Data lines |
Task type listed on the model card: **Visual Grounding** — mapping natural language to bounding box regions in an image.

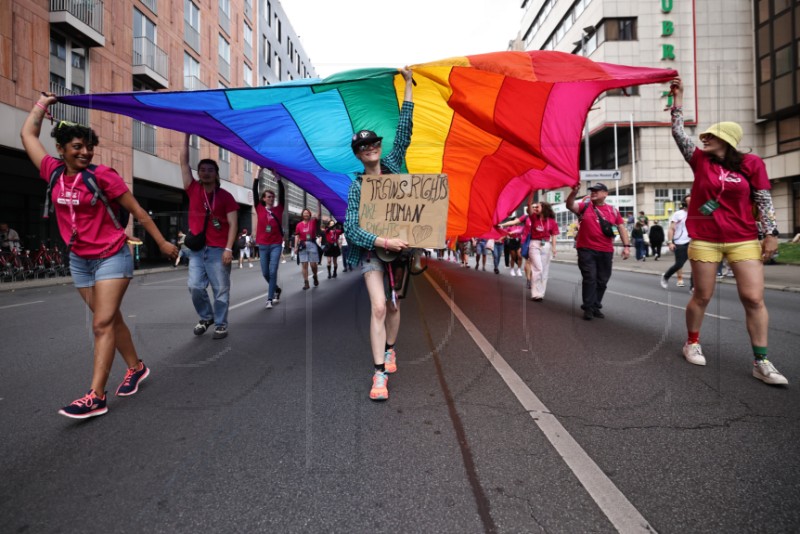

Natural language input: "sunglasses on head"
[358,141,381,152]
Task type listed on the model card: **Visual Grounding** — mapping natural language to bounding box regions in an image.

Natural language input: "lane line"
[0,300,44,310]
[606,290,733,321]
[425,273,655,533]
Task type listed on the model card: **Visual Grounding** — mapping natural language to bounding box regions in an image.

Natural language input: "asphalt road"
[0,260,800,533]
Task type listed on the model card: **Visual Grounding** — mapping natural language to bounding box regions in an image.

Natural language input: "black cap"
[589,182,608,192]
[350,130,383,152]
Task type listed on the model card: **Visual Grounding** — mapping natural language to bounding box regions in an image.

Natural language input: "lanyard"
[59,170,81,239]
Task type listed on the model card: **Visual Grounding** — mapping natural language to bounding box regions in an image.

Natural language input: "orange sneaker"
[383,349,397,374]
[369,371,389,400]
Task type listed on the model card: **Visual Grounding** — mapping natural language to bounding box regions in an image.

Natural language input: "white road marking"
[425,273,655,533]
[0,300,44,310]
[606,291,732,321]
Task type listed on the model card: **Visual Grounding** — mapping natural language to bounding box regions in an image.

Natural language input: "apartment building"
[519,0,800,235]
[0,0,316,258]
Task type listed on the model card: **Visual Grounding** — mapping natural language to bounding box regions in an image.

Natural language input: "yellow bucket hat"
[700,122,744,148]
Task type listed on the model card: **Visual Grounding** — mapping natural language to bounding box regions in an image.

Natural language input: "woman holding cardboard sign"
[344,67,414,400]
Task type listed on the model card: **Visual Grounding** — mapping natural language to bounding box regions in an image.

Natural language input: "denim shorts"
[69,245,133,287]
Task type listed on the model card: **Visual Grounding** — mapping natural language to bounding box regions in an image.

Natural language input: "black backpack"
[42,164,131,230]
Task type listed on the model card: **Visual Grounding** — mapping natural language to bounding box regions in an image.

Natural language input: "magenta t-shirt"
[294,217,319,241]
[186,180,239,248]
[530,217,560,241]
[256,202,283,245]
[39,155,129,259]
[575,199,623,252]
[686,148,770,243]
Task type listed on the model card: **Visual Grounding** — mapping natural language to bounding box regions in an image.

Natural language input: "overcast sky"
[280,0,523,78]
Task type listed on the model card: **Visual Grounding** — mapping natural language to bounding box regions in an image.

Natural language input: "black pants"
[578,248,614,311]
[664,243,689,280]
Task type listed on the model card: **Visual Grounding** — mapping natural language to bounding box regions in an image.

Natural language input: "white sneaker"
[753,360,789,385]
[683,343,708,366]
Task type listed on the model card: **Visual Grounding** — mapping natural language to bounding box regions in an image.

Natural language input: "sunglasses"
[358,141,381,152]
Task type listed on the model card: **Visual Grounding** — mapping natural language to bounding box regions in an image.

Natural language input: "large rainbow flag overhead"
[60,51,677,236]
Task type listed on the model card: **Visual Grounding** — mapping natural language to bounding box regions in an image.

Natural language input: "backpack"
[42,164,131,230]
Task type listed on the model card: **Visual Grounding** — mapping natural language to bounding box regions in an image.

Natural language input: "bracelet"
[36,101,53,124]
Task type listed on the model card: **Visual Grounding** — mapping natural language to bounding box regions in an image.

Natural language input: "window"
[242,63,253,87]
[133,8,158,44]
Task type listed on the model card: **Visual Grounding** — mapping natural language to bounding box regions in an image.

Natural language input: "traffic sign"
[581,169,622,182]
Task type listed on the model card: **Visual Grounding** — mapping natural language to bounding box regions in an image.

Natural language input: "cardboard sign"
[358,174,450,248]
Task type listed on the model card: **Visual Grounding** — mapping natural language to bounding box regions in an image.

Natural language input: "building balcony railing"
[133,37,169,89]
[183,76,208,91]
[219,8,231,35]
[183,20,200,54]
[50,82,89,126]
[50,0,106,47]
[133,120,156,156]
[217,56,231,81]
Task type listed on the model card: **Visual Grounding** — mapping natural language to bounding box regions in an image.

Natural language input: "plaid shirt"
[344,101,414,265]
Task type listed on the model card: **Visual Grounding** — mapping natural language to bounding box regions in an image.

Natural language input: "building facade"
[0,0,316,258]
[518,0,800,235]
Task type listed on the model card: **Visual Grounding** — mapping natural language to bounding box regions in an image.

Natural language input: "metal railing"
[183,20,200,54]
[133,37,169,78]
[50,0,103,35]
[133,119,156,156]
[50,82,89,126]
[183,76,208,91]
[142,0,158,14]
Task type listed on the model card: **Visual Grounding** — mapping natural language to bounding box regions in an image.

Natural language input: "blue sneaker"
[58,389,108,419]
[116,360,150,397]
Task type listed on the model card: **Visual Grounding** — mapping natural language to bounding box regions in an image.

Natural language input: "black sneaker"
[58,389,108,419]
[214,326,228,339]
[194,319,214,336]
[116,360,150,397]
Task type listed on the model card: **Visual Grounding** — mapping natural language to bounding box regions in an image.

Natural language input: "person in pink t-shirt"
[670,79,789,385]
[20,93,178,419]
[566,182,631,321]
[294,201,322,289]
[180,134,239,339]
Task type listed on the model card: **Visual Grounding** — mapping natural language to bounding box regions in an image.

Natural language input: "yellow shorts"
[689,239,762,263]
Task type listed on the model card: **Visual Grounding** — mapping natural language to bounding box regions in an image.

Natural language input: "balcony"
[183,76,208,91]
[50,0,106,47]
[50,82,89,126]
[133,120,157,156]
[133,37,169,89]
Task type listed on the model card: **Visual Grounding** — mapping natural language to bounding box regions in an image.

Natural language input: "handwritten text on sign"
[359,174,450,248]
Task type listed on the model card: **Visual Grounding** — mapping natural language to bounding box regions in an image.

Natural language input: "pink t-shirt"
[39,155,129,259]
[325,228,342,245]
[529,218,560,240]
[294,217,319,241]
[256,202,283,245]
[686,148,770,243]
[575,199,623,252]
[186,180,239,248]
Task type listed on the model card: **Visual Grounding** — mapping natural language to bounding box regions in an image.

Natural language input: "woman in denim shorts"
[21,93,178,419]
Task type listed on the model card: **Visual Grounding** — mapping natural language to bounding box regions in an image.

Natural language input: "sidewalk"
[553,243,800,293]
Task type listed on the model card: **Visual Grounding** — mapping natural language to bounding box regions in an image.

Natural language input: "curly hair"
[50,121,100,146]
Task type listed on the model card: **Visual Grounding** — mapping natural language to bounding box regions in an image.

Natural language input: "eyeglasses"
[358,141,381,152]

What is required | Identify every line in the entries above that contains the word "road", and copy each of those lines.

Problem solution |
Natural language input: "asphalt road"
Natural language input: "white road marking"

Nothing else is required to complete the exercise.